**Requirement:** An exact copy of all the data is the expected answer.

**Supplied material:**
◆ ◆ ◆ ◆ ◆ ◆ ◆

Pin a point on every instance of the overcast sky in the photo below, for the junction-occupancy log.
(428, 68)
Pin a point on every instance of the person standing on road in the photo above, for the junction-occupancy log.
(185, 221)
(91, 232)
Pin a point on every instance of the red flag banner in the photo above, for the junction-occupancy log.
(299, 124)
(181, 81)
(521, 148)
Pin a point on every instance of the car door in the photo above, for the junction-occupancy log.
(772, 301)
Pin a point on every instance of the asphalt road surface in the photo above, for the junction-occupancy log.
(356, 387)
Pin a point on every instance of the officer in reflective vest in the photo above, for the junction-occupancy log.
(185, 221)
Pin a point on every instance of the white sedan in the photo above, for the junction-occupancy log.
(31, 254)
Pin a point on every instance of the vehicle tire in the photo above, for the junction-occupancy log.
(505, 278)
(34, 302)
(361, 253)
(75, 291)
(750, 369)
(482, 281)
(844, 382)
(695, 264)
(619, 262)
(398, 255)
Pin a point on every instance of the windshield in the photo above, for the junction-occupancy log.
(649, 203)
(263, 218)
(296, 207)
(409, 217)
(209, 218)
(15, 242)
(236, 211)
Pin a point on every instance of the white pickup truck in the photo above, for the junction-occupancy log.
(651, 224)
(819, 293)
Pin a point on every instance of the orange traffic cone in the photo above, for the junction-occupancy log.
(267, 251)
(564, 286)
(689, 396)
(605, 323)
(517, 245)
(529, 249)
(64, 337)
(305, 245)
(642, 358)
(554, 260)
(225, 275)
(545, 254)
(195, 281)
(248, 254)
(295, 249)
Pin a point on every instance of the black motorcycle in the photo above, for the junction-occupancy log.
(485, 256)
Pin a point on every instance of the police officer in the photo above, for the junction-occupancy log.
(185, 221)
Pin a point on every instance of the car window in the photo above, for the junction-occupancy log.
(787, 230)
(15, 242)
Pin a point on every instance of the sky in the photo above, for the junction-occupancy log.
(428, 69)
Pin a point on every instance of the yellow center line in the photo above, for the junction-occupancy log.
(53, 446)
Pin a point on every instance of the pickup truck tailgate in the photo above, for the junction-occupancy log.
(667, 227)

◆ ◆ ◆ ◆ ◆ ◆ ◆

**Answer box:**
Pin a point on every instance of the overcast sky in the photo below, for the junction-occupancy log.
(428, 68)
Pin a point on every instance of the person standing on road in the photo above, for the junction-occupancy log.
(185, 221)
(91, 232)
Pin a point on every instance of the red flag banner in the photo above, for the junction-occupancy log.
(299, 124)
(181, 81)
(521, 148)
Pin a point on every instance of the car door in the photo above, for the junction-occupancy log.
(772, 301)
Pin a point on every instance of the asphalt road surface in the photo above, for the junction-occupancy log.
(356, 387)
Pin a point on every instance of the officer in reflective vest in the photo above, for the junction-occupancy log.
(185, 221)
Pin a point on every instance of the white sedan in the photo above, for the junction-occupancy log.
(31, 254)
Pin a point on every instance of the vehicle tire in the photo above, for the junction-occupancy log.
(505, 278)
(34, 302)
(361, 253)
(75, 291)
(750, 369)
(482, 281)
(844, 382)
(695, 264)
(619, 262)
(398, 255)
Pin a point on every instance of the windshield in the photo above, for the junction-occupancy log.
(649, 203)
(263, 218)
(296, 207)
(409, 217)
(209, 218)
(15, 242)
(236, 211)
Pin a point on every instance of the white pickup truck in the photo above, for the junction-occupancy log.
(651, 224)
(819, 293)
Pin a point on every instance of the orange traffic cone in the photo above, for the junction-occupancy log.
(267, 251)
(564, 286)
(689, 396)
(605, 323)
(517, 245)
(529, 249)
(64, 337)
(305, 245)
(642, 358)
(554, 260)
(225, 275)
(545, 254)
(195, 281)
(248, 254)
(295, 249)
Pin a point on every instance of the black motorcycle in the photo above, for the junction-occupancy log.
(485, 256)
Pin a point on every instance of the police officer in the photo above, for the junction-occupancy log.
(185, 221)
Pin a point on every instance of the car window in the photo above, for the junction-occupancy log.
(787, 230)
(15, 242)
Pin a point on every instance of the sky in the photo above, for the junction-occupancy log.
(428, 69)
Pin a point on every instance of the yellow center line in the photo above, for the junction-occupancy log.
(53, 446)
Pin a point on every instance of the pickup truck tailgate in the photo above, for the junction-occupancy log.
(667, 227)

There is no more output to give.